Can you continue the reflection below on the pre-incubator course, picking up right after its final sentence?

>> start Text

The week has nearly come to a close (yes I know it is Monday, but I haven't gone to sleep yet so my week isn't entirely over), and what a weekend it has been. Saturday's pre-incubator session was yet another good one. The weekly organisation skills taught are really effective tools for organising your thoughts and ideas, regardless of whether it is a start-up, a tiny project, or even in your own personal life. But beyond that, this third week that I am in this course has really shown me how much of a greenhorn I am to the working world. It has exposed my lack of depth in my thoughts, and also how the train of thought that is running through my head during conversations or presentations isn't effective in drawing out the essence of what is important. Basically, I am an inexperienced thinker. It is an exposure to people who are more experienced, and have minds that are trained to think effectively and in a brilliant manner. Nonetheless, it has been a good time of observing and learning many things which I can better focus my thoughts on.

>> end Text
>> start Extracted material

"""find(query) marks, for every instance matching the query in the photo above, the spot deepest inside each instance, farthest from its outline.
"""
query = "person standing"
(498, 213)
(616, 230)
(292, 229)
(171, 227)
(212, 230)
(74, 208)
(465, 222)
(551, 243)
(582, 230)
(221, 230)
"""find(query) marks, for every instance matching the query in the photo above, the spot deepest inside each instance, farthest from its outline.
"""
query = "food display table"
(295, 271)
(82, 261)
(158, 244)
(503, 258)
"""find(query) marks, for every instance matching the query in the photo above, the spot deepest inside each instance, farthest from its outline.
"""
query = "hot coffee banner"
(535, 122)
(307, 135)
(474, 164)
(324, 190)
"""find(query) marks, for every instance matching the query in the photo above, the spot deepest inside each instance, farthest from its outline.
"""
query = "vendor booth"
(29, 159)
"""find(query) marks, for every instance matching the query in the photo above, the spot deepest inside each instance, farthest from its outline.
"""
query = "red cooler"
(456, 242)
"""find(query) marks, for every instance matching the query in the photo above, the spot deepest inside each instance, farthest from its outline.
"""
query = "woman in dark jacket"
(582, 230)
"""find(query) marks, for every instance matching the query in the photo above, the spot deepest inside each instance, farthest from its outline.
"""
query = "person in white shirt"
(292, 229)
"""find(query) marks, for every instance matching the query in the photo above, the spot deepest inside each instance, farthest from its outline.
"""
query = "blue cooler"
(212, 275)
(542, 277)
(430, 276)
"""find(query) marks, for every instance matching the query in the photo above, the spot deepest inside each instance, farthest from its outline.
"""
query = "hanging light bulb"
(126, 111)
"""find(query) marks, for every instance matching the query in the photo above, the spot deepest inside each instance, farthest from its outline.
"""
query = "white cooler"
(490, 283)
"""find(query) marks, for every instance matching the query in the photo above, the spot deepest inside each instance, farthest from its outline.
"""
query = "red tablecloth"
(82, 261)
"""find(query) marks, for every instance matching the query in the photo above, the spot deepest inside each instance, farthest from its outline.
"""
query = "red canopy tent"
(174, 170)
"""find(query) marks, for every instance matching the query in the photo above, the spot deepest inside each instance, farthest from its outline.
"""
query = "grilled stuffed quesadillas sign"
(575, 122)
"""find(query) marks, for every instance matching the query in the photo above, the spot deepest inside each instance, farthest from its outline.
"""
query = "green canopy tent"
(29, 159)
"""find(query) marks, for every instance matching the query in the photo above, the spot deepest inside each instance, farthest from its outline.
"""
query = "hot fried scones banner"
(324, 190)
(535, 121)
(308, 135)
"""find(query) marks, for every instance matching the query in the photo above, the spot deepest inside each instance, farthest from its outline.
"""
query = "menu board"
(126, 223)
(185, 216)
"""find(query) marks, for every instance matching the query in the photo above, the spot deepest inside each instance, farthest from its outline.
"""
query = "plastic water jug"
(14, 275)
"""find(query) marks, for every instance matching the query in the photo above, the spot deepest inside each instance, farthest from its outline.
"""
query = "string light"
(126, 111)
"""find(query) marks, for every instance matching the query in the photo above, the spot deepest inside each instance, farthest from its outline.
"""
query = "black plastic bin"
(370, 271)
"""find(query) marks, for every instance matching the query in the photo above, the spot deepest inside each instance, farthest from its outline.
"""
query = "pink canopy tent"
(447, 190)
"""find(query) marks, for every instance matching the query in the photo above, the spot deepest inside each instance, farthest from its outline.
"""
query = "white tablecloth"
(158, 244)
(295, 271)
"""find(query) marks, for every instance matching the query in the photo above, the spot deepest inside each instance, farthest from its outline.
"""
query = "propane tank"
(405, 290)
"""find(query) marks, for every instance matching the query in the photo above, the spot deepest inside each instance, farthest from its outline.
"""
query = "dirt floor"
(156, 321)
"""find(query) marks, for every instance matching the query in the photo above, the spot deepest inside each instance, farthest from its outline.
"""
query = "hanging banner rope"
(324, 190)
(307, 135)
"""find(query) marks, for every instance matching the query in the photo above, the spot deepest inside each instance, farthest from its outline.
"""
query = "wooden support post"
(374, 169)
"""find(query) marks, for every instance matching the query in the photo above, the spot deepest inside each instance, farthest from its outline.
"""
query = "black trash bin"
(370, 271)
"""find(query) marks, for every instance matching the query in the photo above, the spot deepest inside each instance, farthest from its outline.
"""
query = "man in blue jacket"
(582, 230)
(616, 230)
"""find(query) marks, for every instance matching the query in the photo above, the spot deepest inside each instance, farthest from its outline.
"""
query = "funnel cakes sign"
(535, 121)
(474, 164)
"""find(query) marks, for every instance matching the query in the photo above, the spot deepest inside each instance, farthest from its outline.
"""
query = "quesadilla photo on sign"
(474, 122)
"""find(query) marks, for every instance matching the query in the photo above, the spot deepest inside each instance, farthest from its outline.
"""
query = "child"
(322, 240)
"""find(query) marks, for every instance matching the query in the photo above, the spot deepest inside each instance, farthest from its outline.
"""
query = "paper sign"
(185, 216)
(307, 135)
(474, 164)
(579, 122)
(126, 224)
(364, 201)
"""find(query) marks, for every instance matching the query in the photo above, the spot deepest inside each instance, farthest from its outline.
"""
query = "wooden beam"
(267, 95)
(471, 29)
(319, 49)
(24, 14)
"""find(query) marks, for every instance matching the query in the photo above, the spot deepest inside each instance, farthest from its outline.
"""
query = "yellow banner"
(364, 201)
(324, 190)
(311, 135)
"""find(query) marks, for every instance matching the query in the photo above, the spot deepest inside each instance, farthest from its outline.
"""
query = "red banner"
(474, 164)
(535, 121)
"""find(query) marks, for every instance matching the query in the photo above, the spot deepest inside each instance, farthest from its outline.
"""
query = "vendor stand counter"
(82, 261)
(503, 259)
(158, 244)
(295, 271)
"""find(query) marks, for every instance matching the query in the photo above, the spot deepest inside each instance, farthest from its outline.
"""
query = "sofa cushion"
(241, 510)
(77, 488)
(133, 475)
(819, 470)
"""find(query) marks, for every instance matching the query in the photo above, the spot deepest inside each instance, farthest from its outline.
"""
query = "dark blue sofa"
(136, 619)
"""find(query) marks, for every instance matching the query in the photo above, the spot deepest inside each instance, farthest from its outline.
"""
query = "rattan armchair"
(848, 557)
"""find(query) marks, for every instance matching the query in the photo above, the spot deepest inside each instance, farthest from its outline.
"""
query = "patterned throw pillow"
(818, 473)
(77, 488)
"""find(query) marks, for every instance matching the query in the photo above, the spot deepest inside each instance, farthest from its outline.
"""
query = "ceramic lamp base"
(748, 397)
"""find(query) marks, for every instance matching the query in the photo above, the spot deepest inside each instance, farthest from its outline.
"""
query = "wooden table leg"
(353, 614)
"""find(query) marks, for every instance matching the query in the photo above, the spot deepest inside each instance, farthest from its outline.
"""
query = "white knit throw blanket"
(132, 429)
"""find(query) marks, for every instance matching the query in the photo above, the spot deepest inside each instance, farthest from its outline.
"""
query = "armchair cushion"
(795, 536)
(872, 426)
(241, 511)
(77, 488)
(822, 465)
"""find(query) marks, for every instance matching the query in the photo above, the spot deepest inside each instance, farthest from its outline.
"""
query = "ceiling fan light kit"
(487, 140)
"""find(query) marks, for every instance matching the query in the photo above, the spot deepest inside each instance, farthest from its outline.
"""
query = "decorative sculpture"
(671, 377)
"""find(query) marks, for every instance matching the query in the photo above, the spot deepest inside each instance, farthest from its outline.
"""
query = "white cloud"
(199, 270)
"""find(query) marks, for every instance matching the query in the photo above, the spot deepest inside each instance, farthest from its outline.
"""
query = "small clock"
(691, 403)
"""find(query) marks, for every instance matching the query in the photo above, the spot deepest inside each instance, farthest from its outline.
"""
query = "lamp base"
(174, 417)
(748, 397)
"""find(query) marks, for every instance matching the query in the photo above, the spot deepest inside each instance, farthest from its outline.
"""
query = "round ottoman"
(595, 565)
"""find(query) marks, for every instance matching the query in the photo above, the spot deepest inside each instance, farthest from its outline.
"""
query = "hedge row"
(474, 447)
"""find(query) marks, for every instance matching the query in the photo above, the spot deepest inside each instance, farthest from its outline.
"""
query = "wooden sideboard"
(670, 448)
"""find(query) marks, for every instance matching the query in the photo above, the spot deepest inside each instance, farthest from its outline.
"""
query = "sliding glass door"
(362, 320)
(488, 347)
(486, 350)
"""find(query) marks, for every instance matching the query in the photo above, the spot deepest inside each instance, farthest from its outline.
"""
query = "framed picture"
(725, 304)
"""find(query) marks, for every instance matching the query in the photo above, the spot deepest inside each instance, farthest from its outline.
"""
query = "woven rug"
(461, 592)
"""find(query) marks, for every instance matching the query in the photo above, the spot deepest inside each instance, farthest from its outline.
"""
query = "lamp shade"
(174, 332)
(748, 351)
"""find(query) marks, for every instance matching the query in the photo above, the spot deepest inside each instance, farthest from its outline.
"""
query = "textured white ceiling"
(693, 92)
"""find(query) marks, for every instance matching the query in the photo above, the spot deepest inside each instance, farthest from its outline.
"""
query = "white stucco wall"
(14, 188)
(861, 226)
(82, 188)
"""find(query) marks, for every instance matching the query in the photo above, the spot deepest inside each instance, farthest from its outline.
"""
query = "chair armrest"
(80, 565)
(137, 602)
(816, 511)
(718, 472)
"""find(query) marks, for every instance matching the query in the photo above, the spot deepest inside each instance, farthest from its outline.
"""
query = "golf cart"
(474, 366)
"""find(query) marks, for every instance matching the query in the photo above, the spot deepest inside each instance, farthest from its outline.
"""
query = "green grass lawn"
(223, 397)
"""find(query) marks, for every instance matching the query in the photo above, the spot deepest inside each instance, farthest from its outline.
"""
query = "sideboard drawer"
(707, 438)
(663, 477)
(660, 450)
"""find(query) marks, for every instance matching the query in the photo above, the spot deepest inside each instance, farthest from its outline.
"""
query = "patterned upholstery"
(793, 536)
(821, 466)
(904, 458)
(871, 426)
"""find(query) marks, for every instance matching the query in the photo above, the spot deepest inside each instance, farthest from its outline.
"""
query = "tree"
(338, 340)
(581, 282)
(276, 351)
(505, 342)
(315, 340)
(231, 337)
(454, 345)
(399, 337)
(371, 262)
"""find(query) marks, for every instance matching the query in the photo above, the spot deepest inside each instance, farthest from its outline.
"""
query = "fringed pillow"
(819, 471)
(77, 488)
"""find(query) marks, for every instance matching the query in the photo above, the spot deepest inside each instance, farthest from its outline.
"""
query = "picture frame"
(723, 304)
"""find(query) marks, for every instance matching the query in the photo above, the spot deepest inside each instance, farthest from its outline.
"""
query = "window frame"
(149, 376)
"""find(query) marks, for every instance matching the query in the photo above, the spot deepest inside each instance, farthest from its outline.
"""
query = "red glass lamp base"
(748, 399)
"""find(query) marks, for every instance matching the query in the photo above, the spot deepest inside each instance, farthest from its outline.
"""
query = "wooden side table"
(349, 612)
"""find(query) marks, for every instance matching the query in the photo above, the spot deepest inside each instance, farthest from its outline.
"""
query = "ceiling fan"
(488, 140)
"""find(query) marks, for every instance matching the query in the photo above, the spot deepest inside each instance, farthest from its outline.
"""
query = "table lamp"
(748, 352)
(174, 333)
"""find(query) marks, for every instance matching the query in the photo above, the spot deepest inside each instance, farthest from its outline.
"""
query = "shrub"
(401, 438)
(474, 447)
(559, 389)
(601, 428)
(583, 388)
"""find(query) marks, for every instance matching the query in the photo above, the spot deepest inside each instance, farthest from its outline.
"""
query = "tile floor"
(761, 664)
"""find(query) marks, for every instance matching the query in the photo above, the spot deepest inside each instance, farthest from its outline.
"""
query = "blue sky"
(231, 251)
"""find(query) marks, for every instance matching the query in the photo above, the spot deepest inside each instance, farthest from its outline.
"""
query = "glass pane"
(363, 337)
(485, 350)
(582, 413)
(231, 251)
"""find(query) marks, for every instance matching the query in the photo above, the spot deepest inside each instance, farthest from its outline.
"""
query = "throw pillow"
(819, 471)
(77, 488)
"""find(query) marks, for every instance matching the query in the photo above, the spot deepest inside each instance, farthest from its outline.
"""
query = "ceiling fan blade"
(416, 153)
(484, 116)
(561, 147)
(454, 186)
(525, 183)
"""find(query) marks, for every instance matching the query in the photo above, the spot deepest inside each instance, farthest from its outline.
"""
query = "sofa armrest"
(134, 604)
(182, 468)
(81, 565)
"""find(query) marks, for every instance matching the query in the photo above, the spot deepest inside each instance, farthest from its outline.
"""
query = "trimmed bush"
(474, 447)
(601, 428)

>> end Extracted material

Result of this exercise
The coaching session with Rudi was also a good one. Rudi was kind enough to stay on for two hours to discuss even though the official time he had was one hour. Incidentally, I have a bag of assorted nuts which he bought and forgot to take back. Gotta return it to him this week. He offered one really great insight that offered a way to effectively distill my thoughts into words that can be expressed, and in doing so, allow me to better communicate my feelings, and my comfort and commitment level to anything that I am working on. It was a very simple statement, "Think about your values in relation to what you are doing." And it is true, our values govern us and how strongly we would want to do any particular thing. Understanding our values becomes a key to opening our feelings and our motivations. Yes, there is something called responsibility, but that too, is a personal value. In so saying, knowing our values will lead us to knowing how we feel about a particular task, and how much effort we would put into working on that task. It was something I needed to sit down, have some quiet time with myself, and evaluate what I would prefer to do in my life, that would make it more fulfilling.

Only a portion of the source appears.